### [INFORMATION PROVIDED]

Start of Block

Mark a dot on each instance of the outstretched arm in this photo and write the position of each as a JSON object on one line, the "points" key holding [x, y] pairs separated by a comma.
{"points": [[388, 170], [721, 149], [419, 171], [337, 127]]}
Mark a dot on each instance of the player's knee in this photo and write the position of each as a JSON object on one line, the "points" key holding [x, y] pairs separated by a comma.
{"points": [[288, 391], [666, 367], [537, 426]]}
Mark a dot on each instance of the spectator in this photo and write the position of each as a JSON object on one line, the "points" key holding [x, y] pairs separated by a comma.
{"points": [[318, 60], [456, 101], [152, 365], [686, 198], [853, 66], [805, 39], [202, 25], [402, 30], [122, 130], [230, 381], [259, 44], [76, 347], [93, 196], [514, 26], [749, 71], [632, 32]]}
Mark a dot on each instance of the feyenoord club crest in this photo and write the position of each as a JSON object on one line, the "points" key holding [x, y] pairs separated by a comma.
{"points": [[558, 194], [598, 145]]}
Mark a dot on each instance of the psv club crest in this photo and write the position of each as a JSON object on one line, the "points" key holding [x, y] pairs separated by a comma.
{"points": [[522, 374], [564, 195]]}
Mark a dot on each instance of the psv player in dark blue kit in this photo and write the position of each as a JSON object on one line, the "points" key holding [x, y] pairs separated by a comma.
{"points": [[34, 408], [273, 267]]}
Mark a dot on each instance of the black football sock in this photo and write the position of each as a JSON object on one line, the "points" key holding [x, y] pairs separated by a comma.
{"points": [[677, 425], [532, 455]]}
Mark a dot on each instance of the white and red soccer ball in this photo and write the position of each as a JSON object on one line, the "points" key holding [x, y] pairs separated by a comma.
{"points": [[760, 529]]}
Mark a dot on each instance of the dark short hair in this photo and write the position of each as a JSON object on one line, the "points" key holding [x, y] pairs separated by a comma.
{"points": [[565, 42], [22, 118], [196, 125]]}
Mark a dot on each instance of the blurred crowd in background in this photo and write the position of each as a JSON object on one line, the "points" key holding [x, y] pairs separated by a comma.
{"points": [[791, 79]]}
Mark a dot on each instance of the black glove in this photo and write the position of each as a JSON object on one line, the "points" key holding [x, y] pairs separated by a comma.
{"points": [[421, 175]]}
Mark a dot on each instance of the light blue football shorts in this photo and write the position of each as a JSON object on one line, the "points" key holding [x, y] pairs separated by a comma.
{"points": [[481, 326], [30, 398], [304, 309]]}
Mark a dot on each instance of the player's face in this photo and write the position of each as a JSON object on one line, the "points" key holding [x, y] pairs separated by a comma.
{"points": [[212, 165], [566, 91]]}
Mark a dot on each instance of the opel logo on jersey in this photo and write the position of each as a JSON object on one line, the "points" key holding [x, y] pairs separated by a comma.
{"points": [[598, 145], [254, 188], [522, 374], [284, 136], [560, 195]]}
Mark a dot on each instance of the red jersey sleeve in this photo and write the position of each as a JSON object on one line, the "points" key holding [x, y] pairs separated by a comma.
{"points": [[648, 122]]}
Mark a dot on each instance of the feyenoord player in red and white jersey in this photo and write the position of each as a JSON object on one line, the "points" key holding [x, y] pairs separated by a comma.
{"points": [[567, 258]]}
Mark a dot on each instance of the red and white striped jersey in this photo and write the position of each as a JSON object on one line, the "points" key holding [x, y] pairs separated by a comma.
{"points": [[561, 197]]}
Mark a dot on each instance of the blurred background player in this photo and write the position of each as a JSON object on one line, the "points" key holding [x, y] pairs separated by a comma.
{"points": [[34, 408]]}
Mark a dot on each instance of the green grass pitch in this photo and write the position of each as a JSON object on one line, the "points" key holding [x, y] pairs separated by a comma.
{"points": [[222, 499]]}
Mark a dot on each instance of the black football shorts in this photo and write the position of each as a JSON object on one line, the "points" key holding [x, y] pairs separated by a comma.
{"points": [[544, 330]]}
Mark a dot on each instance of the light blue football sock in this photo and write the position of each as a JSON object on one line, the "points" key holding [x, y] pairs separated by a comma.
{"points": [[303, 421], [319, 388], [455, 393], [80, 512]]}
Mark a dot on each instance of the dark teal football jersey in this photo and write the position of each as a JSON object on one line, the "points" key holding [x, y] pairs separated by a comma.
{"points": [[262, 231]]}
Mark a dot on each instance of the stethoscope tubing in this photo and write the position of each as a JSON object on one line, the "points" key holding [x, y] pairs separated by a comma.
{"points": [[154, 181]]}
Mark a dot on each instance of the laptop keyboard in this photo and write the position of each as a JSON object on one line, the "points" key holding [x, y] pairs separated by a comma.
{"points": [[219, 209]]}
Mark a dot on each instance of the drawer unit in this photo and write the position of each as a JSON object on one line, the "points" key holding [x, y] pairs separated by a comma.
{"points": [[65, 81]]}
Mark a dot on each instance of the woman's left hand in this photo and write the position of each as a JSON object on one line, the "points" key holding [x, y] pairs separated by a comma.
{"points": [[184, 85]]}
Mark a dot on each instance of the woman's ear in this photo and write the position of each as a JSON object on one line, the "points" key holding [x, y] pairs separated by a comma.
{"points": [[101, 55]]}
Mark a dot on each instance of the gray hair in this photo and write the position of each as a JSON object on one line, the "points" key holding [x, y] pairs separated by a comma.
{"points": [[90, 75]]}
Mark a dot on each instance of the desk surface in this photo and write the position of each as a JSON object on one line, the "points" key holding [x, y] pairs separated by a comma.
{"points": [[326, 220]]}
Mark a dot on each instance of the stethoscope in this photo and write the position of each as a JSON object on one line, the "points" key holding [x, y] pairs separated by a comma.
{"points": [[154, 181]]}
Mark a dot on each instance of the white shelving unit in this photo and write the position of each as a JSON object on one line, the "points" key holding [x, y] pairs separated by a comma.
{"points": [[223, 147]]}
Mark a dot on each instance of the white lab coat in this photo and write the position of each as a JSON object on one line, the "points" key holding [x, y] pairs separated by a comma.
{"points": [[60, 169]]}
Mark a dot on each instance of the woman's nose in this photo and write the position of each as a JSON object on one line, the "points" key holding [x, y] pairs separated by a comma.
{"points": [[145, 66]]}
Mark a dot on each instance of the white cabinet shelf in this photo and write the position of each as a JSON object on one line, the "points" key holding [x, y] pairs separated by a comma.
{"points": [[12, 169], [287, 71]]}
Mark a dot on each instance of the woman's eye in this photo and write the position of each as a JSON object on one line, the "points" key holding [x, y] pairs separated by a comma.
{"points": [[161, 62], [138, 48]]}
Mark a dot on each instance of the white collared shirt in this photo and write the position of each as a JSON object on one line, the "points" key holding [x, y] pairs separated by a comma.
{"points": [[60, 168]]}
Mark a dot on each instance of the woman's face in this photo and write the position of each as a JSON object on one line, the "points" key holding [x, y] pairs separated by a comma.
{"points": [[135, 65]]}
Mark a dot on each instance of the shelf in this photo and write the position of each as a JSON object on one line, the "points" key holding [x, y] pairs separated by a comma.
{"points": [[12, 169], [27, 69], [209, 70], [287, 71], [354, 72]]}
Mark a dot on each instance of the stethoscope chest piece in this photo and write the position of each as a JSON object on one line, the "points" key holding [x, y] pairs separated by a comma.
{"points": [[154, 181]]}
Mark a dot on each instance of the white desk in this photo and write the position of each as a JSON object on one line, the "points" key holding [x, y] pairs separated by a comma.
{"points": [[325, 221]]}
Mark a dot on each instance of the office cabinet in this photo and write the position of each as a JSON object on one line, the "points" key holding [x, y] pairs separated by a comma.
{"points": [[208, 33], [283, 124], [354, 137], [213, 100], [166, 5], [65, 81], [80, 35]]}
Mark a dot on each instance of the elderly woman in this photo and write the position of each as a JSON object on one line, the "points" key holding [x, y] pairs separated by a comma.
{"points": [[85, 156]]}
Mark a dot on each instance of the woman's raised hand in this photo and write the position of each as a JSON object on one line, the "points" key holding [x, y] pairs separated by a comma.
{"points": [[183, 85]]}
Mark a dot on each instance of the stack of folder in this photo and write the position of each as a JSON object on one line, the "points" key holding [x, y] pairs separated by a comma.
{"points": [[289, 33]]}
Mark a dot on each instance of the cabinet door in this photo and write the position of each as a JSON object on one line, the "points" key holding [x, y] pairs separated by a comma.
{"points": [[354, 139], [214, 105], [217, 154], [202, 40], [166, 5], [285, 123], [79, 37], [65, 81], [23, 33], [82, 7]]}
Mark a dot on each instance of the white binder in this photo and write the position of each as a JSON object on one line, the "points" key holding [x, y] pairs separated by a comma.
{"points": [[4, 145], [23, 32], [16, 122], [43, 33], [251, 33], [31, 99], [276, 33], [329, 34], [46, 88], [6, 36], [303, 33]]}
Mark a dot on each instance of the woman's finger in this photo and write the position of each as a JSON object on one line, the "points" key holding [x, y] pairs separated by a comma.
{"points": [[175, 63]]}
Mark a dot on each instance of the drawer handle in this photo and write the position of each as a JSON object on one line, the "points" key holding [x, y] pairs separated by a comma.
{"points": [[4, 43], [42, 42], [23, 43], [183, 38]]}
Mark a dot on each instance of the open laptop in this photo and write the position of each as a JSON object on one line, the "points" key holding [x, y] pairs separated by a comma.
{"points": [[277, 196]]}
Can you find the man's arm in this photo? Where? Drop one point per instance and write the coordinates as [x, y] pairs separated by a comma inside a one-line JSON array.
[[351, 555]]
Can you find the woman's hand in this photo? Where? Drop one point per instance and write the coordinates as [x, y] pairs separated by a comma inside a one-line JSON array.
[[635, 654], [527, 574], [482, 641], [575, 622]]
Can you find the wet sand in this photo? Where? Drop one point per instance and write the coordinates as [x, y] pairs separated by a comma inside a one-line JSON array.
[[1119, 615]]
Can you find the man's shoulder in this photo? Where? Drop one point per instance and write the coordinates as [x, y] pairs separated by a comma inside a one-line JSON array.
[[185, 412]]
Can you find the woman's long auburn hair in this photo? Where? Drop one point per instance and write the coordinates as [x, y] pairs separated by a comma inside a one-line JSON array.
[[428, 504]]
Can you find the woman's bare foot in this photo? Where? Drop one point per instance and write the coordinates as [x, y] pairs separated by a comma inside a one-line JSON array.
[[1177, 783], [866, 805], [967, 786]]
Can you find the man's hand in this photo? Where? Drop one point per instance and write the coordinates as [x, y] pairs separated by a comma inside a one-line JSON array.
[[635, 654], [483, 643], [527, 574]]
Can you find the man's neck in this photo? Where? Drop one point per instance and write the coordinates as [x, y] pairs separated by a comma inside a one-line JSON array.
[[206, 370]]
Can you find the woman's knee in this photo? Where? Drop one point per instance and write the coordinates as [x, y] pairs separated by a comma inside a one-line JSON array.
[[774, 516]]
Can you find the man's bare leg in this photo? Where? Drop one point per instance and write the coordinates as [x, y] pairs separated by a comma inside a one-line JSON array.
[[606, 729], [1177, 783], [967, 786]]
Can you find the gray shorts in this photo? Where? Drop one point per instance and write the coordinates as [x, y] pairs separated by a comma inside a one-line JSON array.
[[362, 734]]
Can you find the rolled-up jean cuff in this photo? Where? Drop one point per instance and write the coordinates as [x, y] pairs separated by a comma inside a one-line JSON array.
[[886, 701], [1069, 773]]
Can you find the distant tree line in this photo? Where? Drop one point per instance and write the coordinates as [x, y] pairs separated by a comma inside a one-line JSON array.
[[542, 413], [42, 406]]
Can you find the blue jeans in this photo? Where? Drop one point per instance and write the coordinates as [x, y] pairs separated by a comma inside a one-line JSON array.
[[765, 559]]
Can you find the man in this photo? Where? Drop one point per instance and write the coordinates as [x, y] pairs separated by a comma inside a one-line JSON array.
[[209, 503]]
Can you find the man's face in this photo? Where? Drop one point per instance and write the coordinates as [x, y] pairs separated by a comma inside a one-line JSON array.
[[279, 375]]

End of Block

Output only a verbatim copy of the lines spanning from the line that contains "Can you find the man's face" to the end of the records above.

Can you find the man's face in this photo? Where? Drop one point per instance and write the coordinates as [x, y] pairs separated by a comma inside a one-line JSON array.
[[279, 375]]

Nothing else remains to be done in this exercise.